EXERCISE INSTRUCTIONS
(a) In the post on Minnesota and judging independence, what did the board do after some members pushed for stronger language about coordinated efforts?
(b) From the post on Minnesota and judging independence, extract the passage from "Minnesota campaign finance" up to and including "on her behalf?".

TEXT EXCERPT
• • • • •
Minnesota and the Frustrations of Judging “Independence”

November 20, 2013
posted by Bob Bauer

Minnesota campaign finance officials are “vexed” by a request for an advisory opinion from an unnamed candidate. She (or he) would like to raise money for an independent expenditure committee that intends to support her—with independent expenditures. Minn. campaign board vexed by candidate’s question regarding fundraising by outside groups, Star Tribune, Nov. 5, 2013, http://www.startribune.com/politics/national/230680961.html. Does this fundraising support make the committee any less independent and unable to spend unlimited sums on her behalf?

The many who shake their heads over the follies of the campaign finance laws are startled that there is any question about the right answer: independence must be just that—absolutely no contact with the candidate. This is, of course, not the meaning that the Supreme Court has conferred on the term “independence.” The committee can keep the necessary distance form the candidate and spend without limit on her behalf by just keeping her out of any role in deciding the type or content of the spending. The well-known theory is that the candidate is at risk if the independent committee goes off in the wrong direction and harms her campaign with an ill-timed or poorly crafted message. This gamble allows the committee to claim that the speech it is paying for is its own, not a joint production with the candidate; the candidate is less likely to feel indebted to a committee whose activities she may not approve of and that may prove injurious to her cause. See Buckley v. Valeo, 424 U.S. 1 (1976).

If this is the case, then the candidate should be able to associate with and support the independent committee without having a hand in what it does with the funds. Federal law has landed in this spot. A federal candidate may attend and speak at the event of an independent committee, provided she explicitly solicits only limited “hard money” and does not participate in any spending decisions. Others attending the event may give unlimited “soft money” and the committee can spend it all for the candidate.

That this is a result that some find strange, if not infuriating, is understandable. But it is not obvious how the rule could work any other way if it is to reflect the meaning the Court has conferred on “independence.” The Court assumes that the candidate will not fall into indebtedness if she is not involved in spending the money and can’t be sure that it will be useful to her campaign. On this understanding, it is irrelevant that the candidate attends a committee fundraising event, or knows and approves of the committee’s leadership, or has any other reason to have hope that the independent enterprise will generate electoral benefits. Critics may complain, and they often point to independent committees staffed with allies and friends of the candidate—but on the Supreme Court’s view of the matter, so what?

The answer, which may contribute to the Minnesota Board’s vexation, lies in the realm of appearances, as do so many other issues in campaign finance. It just does not look right, some will say, for a committee to claim independence when a candidate helps it raise money and rubs elbows with soft money donors at its events. The Star Tribune report on the Minnesota Board’s deliberations suggest that this is a concern: “The board deferred action on an advisory opinion after some members pushed for stronger language to discourage the appearance of coordinated efforts.”
• • • • •
Region labeling entries:
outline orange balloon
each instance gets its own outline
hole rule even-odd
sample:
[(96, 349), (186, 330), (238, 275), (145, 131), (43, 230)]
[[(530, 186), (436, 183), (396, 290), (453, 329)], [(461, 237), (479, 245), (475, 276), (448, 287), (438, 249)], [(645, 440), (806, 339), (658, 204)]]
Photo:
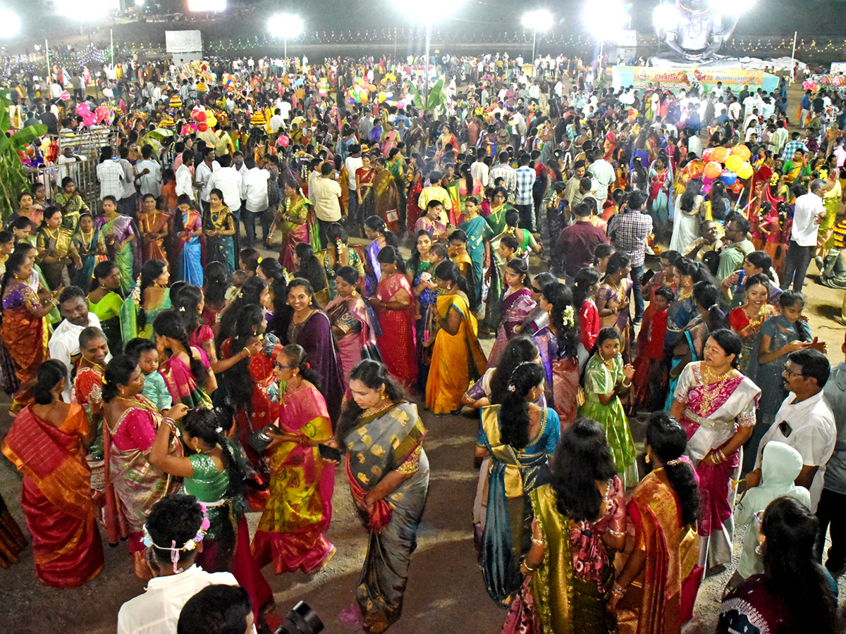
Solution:
[(728, 150), (724, 147), (715, 147), (714, 151), (711, 153), (711, 157), (718, 163), (724, 163), (728, 158)]
[[(725, 148), (722, 148), (725, 149)], [(705, 166), (705, 175), (709, 178), (719, 178), (720, 174), (722, 173), (722, 166), (717, 163), (716, 161), (711, 161), (710, 163)]]
[(739, 156), (744, 161), (749, 161), (749, 157), (752, 156), (752, 152), (745, 145), (735, 145), (732, 148), (732, 154)]

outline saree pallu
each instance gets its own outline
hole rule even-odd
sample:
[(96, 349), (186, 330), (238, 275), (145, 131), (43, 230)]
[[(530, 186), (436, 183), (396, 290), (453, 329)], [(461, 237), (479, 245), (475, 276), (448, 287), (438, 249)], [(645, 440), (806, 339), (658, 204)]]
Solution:
[(379, 309), (376, 319), (382, 336), (376, 338), (382, 361), (388, 373), (406, 387), (417, 380), (417, 355), (415, 333), (415, 302), (411, 286), (402, 273), (394, 273), (379, 282), (376, 298), (390, 301), (400, 290), (411, 298), (411, 304), (404, 310)]
[[(201, 352), (201, 354), (205, 359), (206, 353)], [(206, 390), (197, 384), (190, 366), (175, 354), (162, 363), (158, 373), (164, 378), (164, 384), (174, 404), (182, 403), (190, 410), (212, 409), (212, 399)]]
[[(301, 197), (293, 205), (290, 201), (285, 201), (285, 211), (288, 216), (305, 221), (301, 225), (286, 221), (283, 225), (285, 238), (282, 241), (282, 247), (279, 249), (279, 262), (285, 271), (297, 270), (297, 265), (294, 261), (294, 249), (301, 242), (309, 243), (309, 207), (310, 203), (305, 198)], [(316, 249), (316, 253), (317, 250), (320, 249)]]
[[(634, 549), (646, 559), (617, 605), (618, 634), (678, 632), (693, 615), (702, 579), (699, 540), (693, 527), (680, 525), (678, 507), (673, 487), (654, 471), (632, 492), (627, 511), (641, 536)], [(618, 561), (618, 570), (624, 565)]]
[[(608, 611), (613, 566), (599, 573), (605, 592), (595, 581), (580, 578), (573, 567), (569, 522), (558, 513), (555, 492), (548, 485), (529, 494), (547, 547), (543, 561), (526, 577), (502, 634), (610, 634), (614, 615)], [(515, 608), (525, 606), (522, 630), (514, 625)]]
[(492, 366), (497, 365), (505, 347), (517, 334), (514, 332), (514, 327), (521, 325), (536, 305), (535, 300), (531, 298), (531, 292), (528, 288), (520, 288), (503, 298), (500, 307), (503, 320), (497, 328), (497, 341), (493, 343), (488, 359), (488, 363)]
[[(120, 271), (120, 288), (126, 294), (135, 284), (135, 271), (138, 261), (138, 246), (135, 243), (138, 240), (138, 231), (134, 227), (132, 218), (128, 216), (118, 216), (110, 221), (106, 221), (105, 216), (98, 216), (97, 224), (102, 227), (104, 240), (107, 237), (114, 238), (111, 244), (105, 240), (106, 249), (108, 259), (118, 265)], [(130, 235), (135, 235), (135, 239), (121, 245)]]
[[(380, 500), (390, 508), (390, 520), (379, 529), (368, 528), (367, 555), (356, 589), (365, 627), (383, 626), (383, 630), (402, 613), (409, 564), (417, 548), (417, 527), (429, 489), (425, 435), (417, 406), (402, 402), (372, 414), (365, 412), (342, 439), (353, 490), (370, 491), (393, 470), (413, 473)], [(368, 519), (363, 511), (360, 516)]]
[(487, 363), (479, 345), (478, 325), (470, 304), (461, 295), (441, 295), (436, 303), (437, 316), (448, 319), (450, 310), (461, 315), (455, 335), (441, 329), (435, 336), (431, 363), (426, 385), (426, 407), (433, 413), (454, 412), (461, 407), (467, 388), (485, 374)]
[(145, 233), (161, 233), (164, 229), (168, 228), (168, 221), (170, 220), (170, 216), (163, 211), (155, 211), (153, 212), (152, 217), (149, 214), (143, 214), (138, 219), (138, 228), (140, 232), (141, 238), (141, 262), (146, 262), (148, 260), (162, 260), (165, 262), (168, 260), (168, 254), (164, 248), (164, 238), (159, 238), (158, 240), (151, 240), (146, 242), (143, 238), (143, 234)]
[(32, 535), (36, 576), (47, 586), (76, 588), (102, 570), (91, 473), (80, 441), (88, 429), (79, 405), (70, 406), (59, 428), (25, 408), (3, 443), (3, 455), (24, 476), (20, 500)]
[(9, 412), (19, 412), (32, 402), (32, 386), (38, 366), (47, 358), (47, 329), (44, 319), (32, 310), (41, 308), (38, 297), (28, 286), (20, 285), (3, 299), (3, 324), (0, 337), (15, 366), (19, 387)]
[(144, 325), (138, 327), (138, 312), (140, 310), (140, 302), (142, 298), (137, 297), (135, 292), (129, 293), (129, 296), (124, 300), (120, 307), (120, 334), (124, 342), (129, 342), (135, 337), (143, 339), (154, 339), (153, 320), (164, 310), (171, 307), (170, 289), (165, 288), (162, 293), (159, 303), (144, 311)]
[[(370, 343), (376, 344), (370, 313), (360, 296), (337, 297), (326, 305), (326, 312), (333, 325), (346, 329), (343, 336), (338, 337), (338, 352), (341, 358), (344, 387), (349, 385), (349, 373), (361, 360), (361, 348)], [(354, 322), (360, 324), (356, 331)]]
[(499, 413), (498, 405), (481, 408), (476, 445), (492, 458), (482, 533), (482, 572), (487, 593), (506, 607), (522, 581), (520, 557), (531, 546), (529, 494), (550, 482), (549, 457), (561, 438), (561, 425), (555, 411), (544, 408), (537, 435), (523, 449), (515, 450), (502, 441)]
[[(121, 527), (125, 527), (129, 534), (129, 552), (134, 555), (142, 553), (144, 550), (141, 531), (153, 505), (165, 495), (176, 493), (180, 484), (180, 478), (160, 471), (150, 463), (147, 457), (149, 450), (142, 451), (138, 447), (119, 449), (112, 441), (112, 437), (121, 425), (126, 424), (128, 421), (149, 425), (154, 431), (162, 424), (162, 414), (156, 409), (156, 406), (144, 396), (139, 396), (136, 398), (139, 401), (139, 407), (129, 407), (124, 411), (114, 424), (113, 429), (108, 425), (107, 421), (107, 424), (103, 425), (104, 445), (107, 448), (107, 512), (117, 515), (117, 517), (107, 516), (107, 525), (113, 526), (116, 522), (124, 525)], [(183, 455), (182, 441), (179, 435), (171, 435), (168, 454), (177, 456)], [(112, 487), (117, 496), (117, 501), (119, 502), (119, 507), (110, 508), (113, 499), (108, 494)], [(116, 538), (116, 534), (109, 534), (109, 542), (113, 545), (118, 543)]]
[[(277, 426), (318, 442), (332, 437), (326, 401), (313, 386), (284, 395)], [(253, 538), (253, 557), (260, 568), (272, 561), (277, 575), (312, 572), (332, 548), (323, 533), (332, 519), (334, 466), (323, 462), (317, 447), (296, 442), (282, 443), (268, 463), (270, 499)]]

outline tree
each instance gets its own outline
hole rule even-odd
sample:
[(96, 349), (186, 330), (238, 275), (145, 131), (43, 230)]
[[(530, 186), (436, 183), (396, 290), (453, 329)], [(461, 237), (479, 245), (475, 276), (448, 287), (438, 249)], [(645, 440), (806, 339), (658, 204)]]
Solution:
[(18, 150), (47, 133), (43, 123), (28, 125), (12, 134), (8, 112), (12, 101), (0, 96), (0, 218), (4, 221), (18, 206), (18, 194), (30, 189)]

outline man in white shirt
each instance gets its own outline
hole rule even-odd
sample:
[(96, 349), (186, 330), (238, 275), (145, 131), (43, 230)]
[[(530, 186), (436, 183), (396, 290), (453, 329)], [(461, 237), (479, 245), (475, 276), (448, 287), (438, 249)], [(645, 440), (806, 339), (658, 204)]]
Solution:
[(326, 232), (329, 225), (341, 220), (341, 186), (332, 178), (333, 166), (326, 161), (320, 168), (320, 178), (315, 180), (309, 198), (315, 207), (315, 216), (320, 227), (320, 243), (326, 247)]
[[(50, 358), (64, 363), (68, 369), (68, 379), (62, 392), (65, 402), (70, 402), (70, 371), (80, 359), (80, 333), (89, 326), (100, 327), (100, 319), (94, 313), (88, 312), (88, 300), (85, 292), (79, 287), (68, 287), (58, 296), (58, 311), (63, 321), (59, 324), (47, 343)], [(107, 361), (111, 355), (106, 358)]]
[(191, 178), (191, 166), (194, 165), (194, 150), (186, 150), (182, 153), (182, 165), (176, 171), (176, 195), (183, 194), (195, 200), (194, 179)]
[[(145, 528), (155, 577), (147, 582), (143, 594), (121, 606), (118, 634), (176, 634), (179, 613), (188, 599), (207, 586), (238, 585), (231, 572), (206, 572), (194, 563), (203, 549), (202, 540), (195, 541), (203, 519), (200, 504), (191, 495), (173, 494), (153, 506)], [(176, 563), (170, 550), (174, 542), (176, 548), (182, 548), (176, 551)]]
[(795, 484), (810, 491), (811, 512), (820, 501), (826, 464), (837, 440), (834, 413), (822, 391), (830, 373), (828, 359), (818, 350), (805, 346), (788, 355), (782, 377), (789, 394), (761, 439), (755, 471), (746, 476), (748, 486), (760, 484), (761, 453), (770, 440), (789, 445), (802, 456), (802, 471)]
[(347, 168), (347, 186), (349, 189), (349, 203), (347, 215), (352, 218), (355, 217), (355, 209), (358, 206), (359, 198), (356, 195), (358, 189), (355, 187), (355, 170), (360, 167), (364, 162), (361, 161), (361, 145), (354, 144), (349, 146), (349, 156), (343, 161), (343, 167)]
[[(253, 160), (248, 159), (252, 165), (243, 176), (244, 179), (244, 197), (246, 199), (245, 209), (244, 210), (244, 227), (247, 232), (247, 246), (255, 246), (255, 216), (259, 216), (261, 222), (261, 228), (264, 232), (264, 239), (267, 239), (270, 232), (270, 221), (266, 218), (267, 205), (267, 184), (270, 181), (270, 172), (262, 169), (255, 165)], [(246, 162), (246, 161), (244, 161)]]
[(135, 180), (141, 197), (150, 194), (154, 198), (162, 195), (162, 166), (153, 161), (152, 145), (141, 148), (143, 160), (135, 163)]
[(235, 216), (235, 232), (238, 232), (238, 222), (241, 221), (241, 175), (232, 167), (232, 156), (224, 154), (218, 157), (220, 169), (212, 174), (209, 179), (209, 191), (220, 189), (223, 194), (223, 204), (229, 208)]
[(791, 284), (794, 291), (802, 290), (808, 265), (816, 251), (817, 227), (826, 217), (822, 197), (829, 187), (829, 183), (821, 178), (815, 178), (810, 182), (810, 191), (796, 199), (790, 242), (782, 274), (783, 291), (789, 288)]

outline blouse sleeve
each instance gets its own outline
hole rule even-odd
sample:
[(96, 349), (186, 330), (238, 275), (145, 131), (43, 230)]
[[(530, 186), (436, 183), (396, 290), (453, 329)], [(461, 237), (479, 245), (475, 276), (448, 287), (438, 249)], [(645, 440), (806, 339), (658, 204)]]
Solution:
[[(684, 369), (682, 370), (682, 374), (678, 377), (678, 384), (676, 385), (676, 391), (673, 395), (673, 397), (676, 401), (679, 401), (683, 403), (687, 402), (687, 393), (688, 391), (693, 386), (693, 364), (688, 363), (684, 366)], [(755, 416), (755, 412), (752, 413), (753, 417)]]

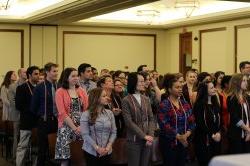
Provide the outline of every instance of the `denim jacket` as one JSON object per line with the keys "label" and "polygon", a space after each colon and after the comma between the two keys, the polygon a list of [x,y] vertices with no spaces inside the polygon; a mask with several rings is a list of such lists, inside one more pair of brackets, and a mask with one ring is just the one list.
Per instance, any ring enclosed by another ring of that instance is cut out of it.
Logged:
{"label": "denim jacket", "polygon": [[[97,156],[95,146],[105,148],[108,143],[113,144],[116,138],[115,118],[112,111],[104,109],[99,113],[95,124],[89,122],[89,111],[81,117],[81,134],[84,140],[82,149],[91,155]],[[112,150],[108,153],[111,154]]]}

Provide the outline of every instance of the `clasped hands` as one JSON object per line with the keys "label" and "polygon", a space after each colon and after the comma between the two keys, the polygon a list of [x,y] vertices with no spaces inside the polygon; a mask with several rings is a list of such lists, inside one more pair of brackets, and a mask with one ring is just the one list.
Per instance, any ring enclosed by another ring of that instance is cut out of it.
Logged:
{"label": "clasped hands", "polygon": [[212,139],[215,141],[215,142],[220,142],[221,140],[221,134],[220,132],[217,132],[215,134],[212,135]]}
{"label": "clasped hands", "polygon": [[112,145],[111,144],[108,144],[106,146],[106,148],[103,148],[103,147],[99,147],[99,146],[96,146],[95,147],[95,150],[97,151],[97,153],[99,154],[99,157],[102,157],[102,156],[105,156],[108,154],[108,152],[110,152],[112,149]]}
{"label": "clasped hands", "polygon": [[150,136],[150,135],[146,135],[144,137],[144,139],[147,141],[146,142],[146,146],[151,146],[153,144],[154,141],[154,137]]}
{"label": "clasped hands", "polygon": [[188,135],[187,134],[177,134],[176,139],[184,146],[188,146],[188,141],[187,141]]}

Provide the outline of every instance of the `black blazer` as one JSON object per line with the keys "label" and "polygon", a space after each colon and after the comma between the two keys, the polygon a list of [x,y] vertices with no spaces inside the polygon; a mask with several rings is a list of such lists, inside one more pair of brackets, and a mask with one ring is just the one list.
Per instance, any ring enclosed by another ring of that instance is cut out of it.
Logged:
{"label": "black blazer", "polygon": [[188,104],[192,107],[191,101],[190,101],[190,98],[189,98],[189,92],[188,92],[187,84],[185,84],[185,85],[182,87],[182,94],[183,94],[183,98],[184,98],[184,99],[188,102]]}
{"label": "black blazer", "polygon": [[31,130],[35,125],[36,118],[30,111],[30,104],[32,100],[31,92],[33,93],[33,91],[34,87],[29,82],[18,86],[16,89],[15,104],[16,109],[20,111],[21,130]]}
{"label": "black blazer", "polygon": [[[220,107],[209,105],[206,106],[197,101],[193,107],[193,113],[195,116],[195,142],[203,142],[207,141],[207,136],[209,140],[212,139],[212,135],[219,132],[221,130],[220,123]],[[214,122],[214,116],[216,118]]]}
{"label": "black blazer", "polygon": [[[249,103],[249,98],[247,98],[247,102]],[[230,123],[228,128],[228,137],[232,140],[241,140],[242,129],[237,127],[236,124],[243,120],[246,123],[246,114],[245,111],[242,111],[242,106],[238,102],[238,99],[234,96],[228,96],[227,98],[227,109],[230,114]],[[249,110],[248,110],[249,111]],[[249,116],[249,113],[248,113]],[[243,119],[242,119],[243,117]],[[249,119],[249,118],[248,118]]]}

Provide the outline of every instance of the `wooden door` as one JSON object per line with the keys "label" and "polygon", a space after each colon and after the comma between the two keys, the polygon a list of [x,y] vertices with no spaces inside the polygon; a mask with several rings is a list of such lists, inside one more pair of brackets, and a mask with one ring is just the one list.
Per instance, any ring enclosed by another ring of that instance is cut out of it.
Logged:
{"label": "wooden door", "polygon": [[192,32],[180,34],[179,72],[184,75],[192,68]]}

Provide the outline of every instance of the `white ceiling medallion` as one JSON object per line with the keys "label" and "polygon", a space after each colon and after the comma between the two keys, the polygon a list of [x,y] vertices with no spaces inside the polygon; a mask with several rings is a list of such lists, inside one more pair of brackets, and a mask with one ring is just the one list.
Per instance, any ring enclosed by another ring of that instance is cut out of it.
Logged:
{"label": "white ceiling medallion", "polygon": [[0,10],[8,10],[11,2],[11,0],[0,0]]}
{"label": "white ceiling medallion", "polygon": [[195,9],[200,7],[199,0],[176,0],[175,8],[185,11],[186,17],[189,18]]}
{"label": "white ceiling medallion", "polygon": [[160,12],[157,10],[137,10],[136,15],[142,17],[147,25],[152,25],[160,17]]}

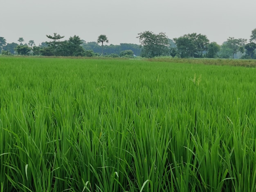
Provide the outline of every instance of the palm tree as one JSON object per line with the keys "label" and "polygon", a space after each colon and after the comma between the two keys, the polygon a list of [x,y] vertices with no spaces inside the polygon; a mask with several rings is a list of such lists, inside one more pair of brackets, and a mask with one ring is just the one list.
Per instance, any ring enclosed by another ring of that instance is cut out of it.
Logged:
{"label": "palm tree", "polygon": [[34,40],[30,40],[29,41],[29,45],[32,47],[33,45],[35,45],[35,42]]}
{"label": "palm tree", "polygon": [[20,43],[20,45],[22,45],[22,42],[24,41],[24,39],[23,38],[23,37],[20,37],[19,38],[19,39],[18,40],[18,41]]}
{"label": "palm tree", "polygon": [[106,35],[101,35],[98,37],[98,43],[101,43],[101,49],[102,50],[102,55],[103,55],[103,43],[106,42],[108,42],[108,40]]}

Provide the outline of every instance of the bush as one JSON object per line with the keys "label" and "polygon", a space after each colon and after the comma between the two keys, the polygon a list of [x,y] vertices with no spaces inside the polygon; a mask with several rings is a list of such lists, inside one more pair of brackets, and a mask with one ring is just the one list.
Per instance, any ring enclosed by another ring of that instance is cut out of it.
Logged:
{"label": "bush", "polygon": [[[120,52],[119,55],[120,57],[127,57],[128,56],[132,56],[133,57],[134,53],[131,50],[125,50]],[[130,58],[130,57],[129,57]]]}

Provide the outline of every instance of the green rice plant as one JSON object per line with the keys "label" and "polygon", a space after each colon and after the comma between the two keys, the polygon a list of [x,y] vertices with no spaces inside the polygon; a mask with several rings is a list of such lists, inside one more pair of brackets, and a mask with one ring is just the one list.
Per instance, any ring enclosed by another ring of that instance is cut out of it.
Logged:
{"label": "green rice plant", "polygon": [[153,60],[1,57],[0,191],[255,191],[254,68]]}

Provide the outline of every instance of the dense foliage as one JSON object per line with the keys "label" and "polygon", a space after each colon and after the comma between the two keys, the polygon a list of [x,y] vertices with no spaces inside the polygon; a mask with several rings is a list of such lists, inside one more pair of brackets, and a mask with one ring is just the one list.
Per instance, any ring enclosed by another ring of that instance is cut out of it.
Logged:
{"label": "dense foliage", "polygon": [[[4,55],[116,57],[124,57],[122,54],[120,55],[121,52],[130,50],[135,56],[150,58],[168,56],[181,58],[256,59],[256,29],[252,31],[249,42],[245,39],[229,37],[221,45],[214,42],[210,42],[206,35],[196,33],[186,34],[173,40],[168,39],[163,32],[155,34],[148,31],[138,35],[137,38],[140,45],[131,43],[103,45],[109,42],[106,35],[99,36],[97,42],[86,42],[76,35],[70,37],[68,40],[61,41],[64,36],[55,33],[53,36],[46,36],[51,41],[42,42],[38,46],[35,46],[33,40],[30,40],[28,44],[23,45],[24,39],[19,38],[18,41],[20,46],[32,48],[29,52],[18,51],[21,49],[20,47],[18,49],[16,48],[18,44],[7,44],[5,39],[0,37],[0,53],[2,52]],[[130,54],[126,54],[124,57],[132,57]]]}
{"label": "dense foliage", "polygon": [[0,57],[1,191],[255,191],[255,70]]}

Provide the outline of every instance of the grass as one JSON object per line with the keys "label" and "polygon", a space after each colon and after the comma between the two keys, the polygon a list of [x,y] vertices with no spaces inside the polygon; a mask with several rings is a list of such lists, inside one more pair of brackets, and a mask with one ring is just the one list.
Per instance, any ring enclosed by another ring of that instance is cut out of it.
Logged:
{"label": "grass", "polygon": [[0,191],[255,191],[255,70],[0,58]]}

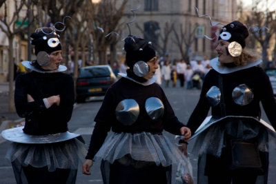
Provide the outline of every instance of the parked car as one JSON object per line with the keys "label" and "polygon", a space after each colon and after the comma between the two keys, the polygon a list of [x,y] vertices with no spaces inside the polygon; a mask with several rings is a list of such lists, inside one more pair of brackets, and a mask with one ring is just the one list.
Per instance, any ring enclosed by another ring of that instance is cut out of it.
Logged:
{"label": "parked car", "polygon": [[115,74],[108,65],[81,68],[76,83],[77,102],[84,102],[89,96],[105,95],[116,81]]}
{"label": "parked car", "polygon": [[269,80],[273,89],[273,94],[276,96],[276,68],[266,69],[266,72],[269,76]]}

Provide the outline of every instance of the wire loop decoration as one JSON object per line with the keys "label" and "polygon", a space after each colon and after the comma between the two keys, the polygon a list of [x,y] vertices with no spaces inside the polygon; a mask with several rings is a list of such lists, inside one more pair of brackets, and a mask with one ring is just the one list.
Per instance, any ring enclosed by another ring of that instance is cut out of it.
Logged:
{"label": "wire loop decoration", "polygon": [[[63,17],[63,21],[62,21],[62,22],[56,22],[55,24],[54,24],[54,25],[52,26],[52,32],[45,32],[44,31],[43,31],[43,29],[45,29],[45,28],[48,28],[48,27],[43,27],[43,28],[37,28],[37,29],[36,29],[35,30],[35,32],[40,32],[40,31],[41,31],[43,33],[44,33],[45,34],[53,34],[54,32],[56,32],[56,31],[58,31],[58,32],[63,32],[64,30],[65,30],[65,28],[66,28],[66,26],[65,25],[65,23],[64,23],[64,21],[65,21],[65,19],[66,19],[66,18],[70,18],[70,19],[71,19],[71,17],[70,17],[70,16],[68,16],[68,15],[66,15],[66,16],[65,16],[64,17]],[[62,26],[61,26],[61,29],[57,29],[57,28],[56,28],[56,26],[57,25],[61,25]]]}
{"label": "wire loop decoration", "polygon": [[141,6],[139,5],[138,6],[138,8],[137,8],[136,9],[130,10],[130,12],[132,12],[134,17],[130,21],[126,23],[126,25],[128,25],[128,28],[129,35],[131,35],[131,30],[130,30],[130,24],[135,21],[135,19],[136,19],[135,11],[138,10],[140,8],[140,7],[141,7]]}
{"label": "wire loop decoration", "polygon": [[260,30],[266,30],[266,31],[269,31],[269,28],[267,28],[267,27],[266,27],[266,26],[262,26],[261,28],[259,28],[259,27],[257,26],[257,25],[255,25],[255,26],[250,26],[250,27],[248,28],[248,31],[249,31],[250,30],[253,30],[252,32],[254,32],[254,33],[259,33]]}
{"label": "wire loop decoration", "polygon": [[198,8],[197,7],[195,7],[195,10],[197,12],[197,15],[198,17],[209,17],[210,25],[211,26],[215,26],[215,25],[226,25],[225,24],[224,24],[222,23],[215,23],[215,24],[213,24],[212,18],[211,18],[211,17],[210,17],[210,15],[206,14],[203,14],[203,15],[199,15],[199,14],[198,14],[198,12],[199,12]]}

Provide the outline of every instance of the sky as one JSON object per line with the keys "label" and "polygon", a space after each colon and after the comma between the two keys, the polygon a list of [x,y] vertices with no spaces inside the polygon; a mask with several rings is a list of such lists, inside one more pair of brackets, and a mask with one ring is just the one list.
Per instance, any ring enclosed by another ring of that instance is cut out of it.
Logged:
• • • • •
RESULTS FOR EACH TASK
(a) It deferred action on an advisory opinion.

(b)
Minnesota campaign finance officials are “vexed” by a request for an advisory opinion from an unnamed candidate. She (or he) would like to raise money for an independent expenditure committee that intends to support her—with independent expenditures. Minn. campaign board vexed by candidate’s question regarding fundraising by outside groups, Star Tribune, Nov. 5, 2013, http://www.startribune.com/politics/national/230680961.html. Does this fundraising support make the committee any less independent and unable to spend unlimited sums on her behalf?